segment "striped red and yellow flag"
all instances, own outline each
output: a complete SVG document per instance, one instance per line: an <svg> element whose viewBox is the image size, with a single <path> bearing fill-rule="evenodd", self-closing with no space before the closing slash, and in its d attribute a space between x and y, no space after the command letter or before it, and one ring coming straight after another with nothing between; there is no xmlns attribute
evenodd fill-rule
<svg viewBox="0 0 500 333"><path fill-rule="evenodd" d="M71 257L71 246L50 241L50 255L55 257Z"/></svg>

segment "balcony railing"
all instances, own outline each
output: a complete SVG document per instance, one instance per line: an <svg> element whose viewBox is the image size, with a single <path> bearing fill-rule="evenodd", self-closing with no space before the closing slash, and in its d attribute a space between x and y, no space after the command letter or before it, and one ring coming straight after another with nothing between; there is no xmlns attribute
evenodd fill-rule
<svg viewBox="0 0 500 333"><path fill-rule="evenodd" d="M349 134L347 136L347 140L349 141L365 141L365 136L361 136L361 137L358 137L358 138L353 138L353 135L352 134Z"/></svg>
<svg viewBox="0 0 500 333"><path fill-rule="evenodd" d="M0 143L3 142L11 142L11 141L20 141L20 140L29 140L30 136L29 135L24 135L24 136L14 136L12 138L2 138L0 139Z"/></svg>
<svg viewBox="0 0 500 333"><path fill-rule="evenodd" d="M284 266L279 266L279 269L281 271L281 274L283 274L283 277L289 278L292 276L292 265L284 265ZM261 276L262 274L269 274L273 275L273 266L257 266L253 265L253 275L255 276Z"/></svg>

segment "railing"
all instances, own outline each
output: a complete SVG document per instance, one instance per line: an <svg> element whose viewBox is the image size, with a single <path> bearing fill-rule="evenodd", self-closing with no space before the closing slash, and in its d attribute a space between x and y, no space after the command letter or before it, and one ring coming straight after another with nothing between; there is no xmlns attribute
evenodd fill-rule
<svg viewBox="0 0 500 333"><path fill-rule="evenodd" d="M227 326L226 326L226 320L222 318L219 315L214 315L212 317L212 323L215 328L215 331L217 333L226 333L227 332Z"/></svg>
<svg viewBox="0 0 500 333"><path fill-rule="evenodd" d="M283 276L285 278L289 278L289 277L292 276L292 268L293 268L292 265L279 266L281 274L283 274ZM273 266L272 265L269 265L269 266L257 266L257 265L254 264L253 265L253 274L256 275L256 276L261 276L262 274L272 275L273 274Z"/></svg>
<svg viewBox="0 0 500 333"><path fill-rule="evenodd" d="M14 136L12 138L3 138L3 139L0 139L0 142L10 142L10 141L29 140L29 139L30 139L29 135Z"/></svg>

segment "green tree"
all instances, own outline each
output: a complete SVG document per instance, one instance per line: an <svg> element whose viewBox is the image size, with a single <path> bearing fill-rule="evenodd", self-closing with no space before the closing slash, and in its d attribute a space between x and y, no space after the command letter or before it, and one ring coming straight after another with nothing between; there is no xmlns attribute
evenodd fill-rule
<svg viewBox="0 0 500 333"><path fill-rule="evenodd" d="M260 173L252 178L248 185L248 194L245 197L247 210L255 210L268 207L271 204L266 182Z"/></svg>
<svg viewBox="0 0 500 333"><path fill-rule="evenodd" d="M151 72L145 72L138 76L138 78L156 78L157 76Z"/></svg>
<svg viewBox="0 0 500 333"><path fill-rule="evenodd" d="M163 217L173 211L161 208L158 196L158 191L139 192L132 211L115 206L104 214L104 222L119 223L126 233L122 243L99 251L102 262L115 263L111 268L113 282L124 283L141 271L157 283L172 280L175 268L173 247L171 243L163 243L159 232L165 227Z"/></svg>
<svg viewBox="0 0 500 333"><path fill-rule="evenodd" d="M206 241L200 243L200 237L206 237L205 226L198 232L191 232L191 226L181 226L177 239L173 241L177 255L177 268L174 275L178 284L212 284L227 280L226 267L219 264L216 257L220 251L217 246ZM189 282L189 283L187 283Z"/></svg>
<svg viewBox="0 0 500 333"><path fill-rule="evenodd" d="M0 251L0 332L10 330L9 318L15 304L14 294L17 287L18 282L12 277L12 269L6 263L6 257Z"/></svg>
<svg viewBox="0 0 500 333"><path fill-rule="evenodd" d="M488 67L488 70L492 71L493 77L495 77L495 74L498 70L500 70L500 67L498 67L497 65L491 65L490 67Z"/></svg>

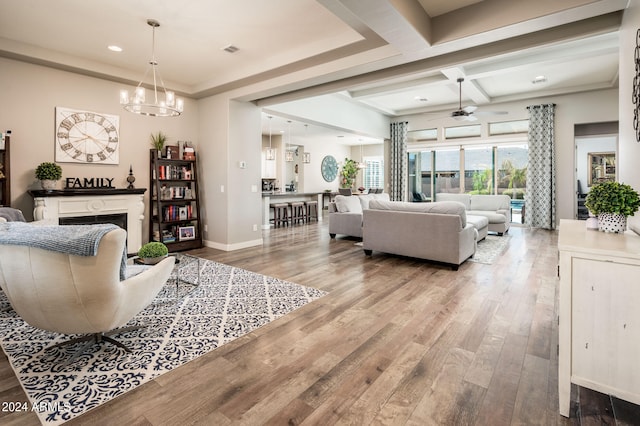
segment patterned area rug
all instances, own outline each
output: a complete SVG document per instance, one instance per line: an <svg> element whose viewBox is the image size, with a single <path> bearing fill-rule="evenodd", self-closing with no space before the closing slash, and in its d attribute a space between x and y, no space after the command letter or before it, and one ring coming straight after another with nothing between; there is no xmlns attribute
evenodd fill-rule
<svg viewBox="0 0 640 426"><path fill-rule="evenodd" d="M504 253L507 245L509 245L510 239L511 237L509 235L487 235L484 240L478 242L476 254L469 260L471 262L491 265Z"/></svg>
<svg viewBox="0 0 640 426"><path fill-rule="evenodd" d="M178 267L184 281L176 290ZM78 345L45 351L69 336L29 326L0 292L0 343L31 399L28 407L15 408L37 412L46 425L63 423L325 294L192 257L128 324L147 328L114 336L131 353L96 344L60 368Z"/></svg>

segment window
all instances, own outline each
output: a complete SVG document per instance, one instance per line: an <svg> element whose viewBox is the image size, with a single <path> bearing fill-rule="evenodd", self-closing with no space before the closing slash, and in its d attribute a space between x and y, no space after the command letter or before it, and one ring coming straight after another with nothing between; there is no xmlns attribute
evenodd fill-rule
<svg viewBox="0 0 640 426"><path fill-rule="evenodd" d="M464 149L464 192L493 194L493 149L489 146Z"/></svg>
<svg viewBox="0 0 640 426"><path fill-rule="evenodd" d="M432 199L432 158L433 151L409 153L409 200L429 201Z"/></svg>
<svg viewBox="0 0 640 426"><path fill-rule="evenodd" d="M363 183L365 188L384 188L383 157L364 157Z"/></svg>
<svg viewBox="0 0 640 426"><path fill-rule="evenodd" d="M408 156L409 200L434 200L435 193L437 201L443 192L506 194L512 198L512 220L520 221L527 190L526 143L438 148ZM426 197L417 197L420 193Z"/></svg>
<svg viewBox="0 0 640 426"><path fill-rule="evenodd" d="M435 188L439 192L460 192L460 149L435 151ZM436 195L437 198L437 195Z"/></svg>

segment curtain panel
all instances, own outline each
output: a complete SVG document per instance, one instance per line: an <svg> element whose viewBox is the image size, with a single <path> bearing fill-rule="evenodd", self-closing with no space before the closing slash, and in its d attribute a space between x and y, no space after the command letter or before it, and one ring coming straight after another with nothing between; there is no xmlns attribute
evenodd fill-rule
<svg viewBox="0 0 640 426"><path fill-rule="evenodd" d="M390 185L389 198L405 201L408 186L407 128L406 121L391 123Z"/></svg>
<svg viewBox="0 0 640 426"><path fill-rule="evenodd" d="M556 228L555 104L529 105L525 224Z"/></svg>

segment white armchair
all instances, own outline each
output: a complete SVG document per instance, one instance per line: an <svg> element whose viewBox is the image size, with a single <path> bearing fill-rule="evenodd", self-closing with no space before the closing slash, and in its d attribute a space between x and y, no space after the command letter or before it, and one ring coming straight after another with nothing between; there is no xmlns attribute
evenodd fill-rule
<svg viewBox="0 0 640 426"><path fill-rule="evenodd" d="M83 334L60 346L86 340L75 355L124 329L165 284L175 259L168 257L131 278L120 280L126 231L114 229L100 240L96 256L77 256L35 247L0 244L0 287L15 311L33 327Z"/></svg>

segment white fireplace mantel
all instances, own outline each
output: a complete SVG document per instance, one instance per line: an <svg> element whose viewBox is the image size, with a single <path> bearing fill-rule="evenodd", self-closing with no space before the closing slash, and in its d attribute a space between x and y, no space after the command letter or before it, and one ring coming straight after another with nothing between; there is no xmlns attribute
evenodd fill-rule
<svg viewBox="0 0 640 426"><path fill-rule="evenodd" d="M137 188L29 191L33 196L34 220L57 223L63 217L126 214L129 253L136 253L142 246L145 192L146 189Z"/></svg>

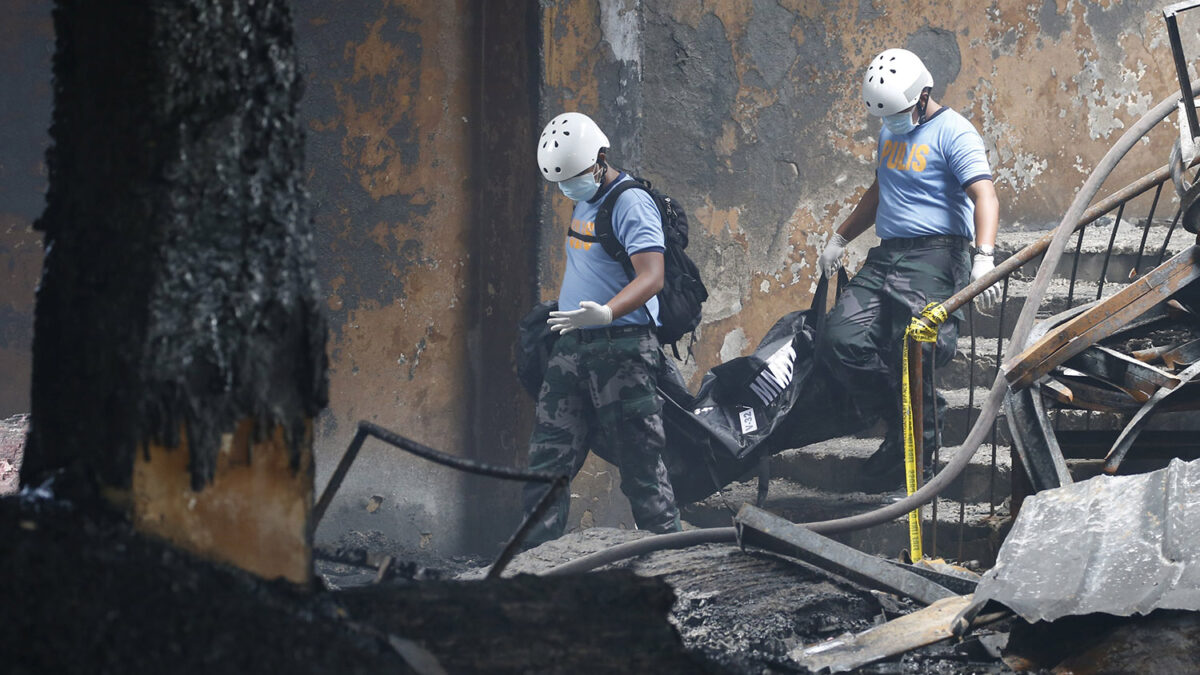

▶ _EXERCISE_
Where does the word "railing" appear in the listing above? Copy every line that holds it.

▶ _ANSWER SECTION_
segment "balcony railing"
segment "railing"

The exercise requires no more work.